◆ **PASSAGE TO READ**

########

Michel de Certeau.The Practice of Everyday Life. Trans. Steven Rendall. University of California Press: Berkely. 1984. Print.
I’ve read bits and pieces of de Certeau’s Practice, but never in its entirety. Prior to reading this text, I am intrigued by the concept of looking at the world of the everyday, our locales, and a micro lens to view life. While I have great respect for Foucault and Althussier before him, their macro view of institutions and disciplines left me with more critical questions than answers. How, for example, do we move beyond the understanding of power and its repression on society? Whose society is this critique for, and if we are to invoke these ideas in writing studies, how can we thoughtfully apply a theory that must transgress time, cultures, and geopolitical borders? Foremost, where do I even go from here? The macro view presented by Foucault certainly has its place in the discipline, but I am inclined to look more closely at the locales where everyday practices occur in communities, in homes, schools, sidewalks, and stores.
In the sections below, I elaborate on what I found most interesting about de Certeau’s theory, some historical and disciplinary considerations, and a little illustration of de Certeau’s theory that helped me understand his concepts.

########

◆ **SOURCE DATA**
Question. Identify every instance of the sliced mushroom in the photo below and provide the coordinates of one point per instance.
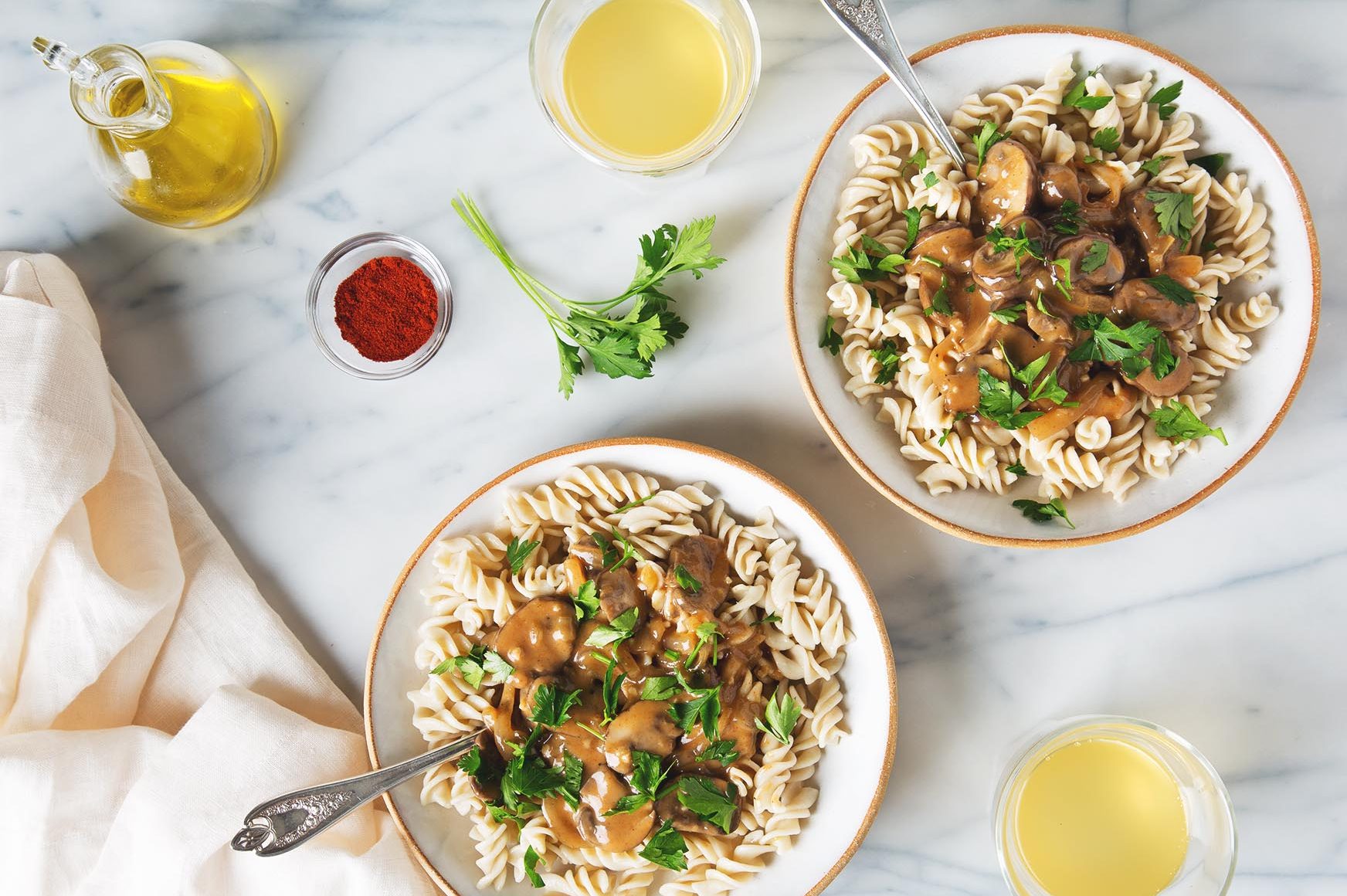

########

◆ **WRITTEN PROBLEM**
Carry on the reading response about de Certeau's The Practice of Everyday Life from the point where it stops. You won't need the material here.

◆ **ANSWER FOR THE TASK**
“The purpose of this work is to make explicit the systems of operational combination (les combinatoires d’operations) which also compose a “culture,” and to bring to light the models of action characteristic of users whose status as the dominated element in society (a status that does not mean that they are either passive or docile) is concealed by the euphemistic term “consumers.” Everyday life invents itself by poaching in countless ways on the property of others” (xi-xii).
Study of consumption must also look at use. de Certeau provides an example: “[…] the analysis of the images broadcast on television (representation) and of the time spent watching television (behavior) should be complemented by a study of what the cultural consumer “makes” or “does” during this time and with these images” (xii). Also, Certeau notes that this making is a form of production (poiesis), which is hidden, “scattered over areas defined and occupied by systems of “production” (television, urban development, commerce, etc.), and because the steadily increasing expansion of these systems no longer leaves “consumers” any place in which they can indicate what they make or do with the products of these systems” (xii). Consumption relates to a pervasive, silent, and submissive acceptance of ways of usingproducts imposed by what de Certeau calls the dominant economic order. Those subjected to consumption are referred to as the “other.”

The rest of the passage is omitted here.